● Brano fornito:
========================================
Brexit: L’emendamento ribelle che incastra, ancora una volta, Theresa May

La data cruciale che poteva porre la parola fine al travaglio della Brexit doveva essere il 15 gennaio, giorno in cui il Parlamento britannico voterà il piano proposto da Theresa May. Nonostante il primo ministro continui a invocare il sostegno della Camera, le fila degli avversari si continuano ad ingrossare. Tanto che mercoledì sera è stato approvato un emendamento che obbligherà May a presentare entro 3 giorni un piano B se, come si prevede, il piano concordato con Bruxelles non dovesse passare.
========================================
● Elenco dati:
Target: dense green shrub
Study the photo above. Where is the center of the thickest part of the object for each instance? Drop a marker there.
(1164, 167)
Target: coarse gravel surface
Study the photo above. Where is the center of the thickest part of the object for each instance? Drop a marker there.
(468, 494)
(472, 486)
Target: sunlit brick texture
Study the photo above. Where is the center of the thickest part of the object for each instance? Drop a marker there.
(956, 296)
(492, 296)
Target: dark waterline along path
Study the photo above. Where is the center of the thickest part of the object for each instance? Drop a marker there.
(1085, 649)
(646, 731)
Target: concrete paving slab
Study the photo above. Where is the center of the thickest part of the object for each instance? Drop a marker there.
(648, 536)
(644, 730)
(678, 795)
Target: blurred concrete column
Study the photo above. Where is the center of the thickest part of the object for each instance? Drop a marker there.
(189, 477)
========================================
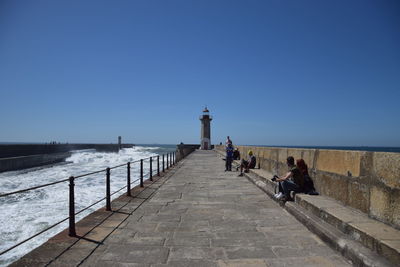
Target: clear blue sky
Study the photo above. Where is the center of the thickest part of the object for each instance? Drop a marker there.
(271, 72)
========================================
Riscrivi tutto ciò che nel brano sulla Brexit va da "Brexit: L’emendamento ribelle" fino a "non dovesse passare.", sostituendo "Bruxelles" con "l'Unione europea". Per lo svolgimento serve soltanto il brano, non l'elenco.

Brexit: L’emendamento ribelle che incastra, ancora una volta, Theresa May

La data cruciale che poteva porre la parola fine al travaglio della Brexit doveva essere il 15 gennaio, giorno in cui il Parlamento britannico voterà il piano proposto da Theresa May. Nonostante il primo ministro continui a invocare il sostegno della Camera, le fila degli avversari si continuano ad ingrossare. Tanto che mercoledì sera è stato approvato un emendamento che obbligherà May a presentare entro 3 giorni un piano B se, come si prevede, il piano concordato con l'Unione europea non dovesse passare.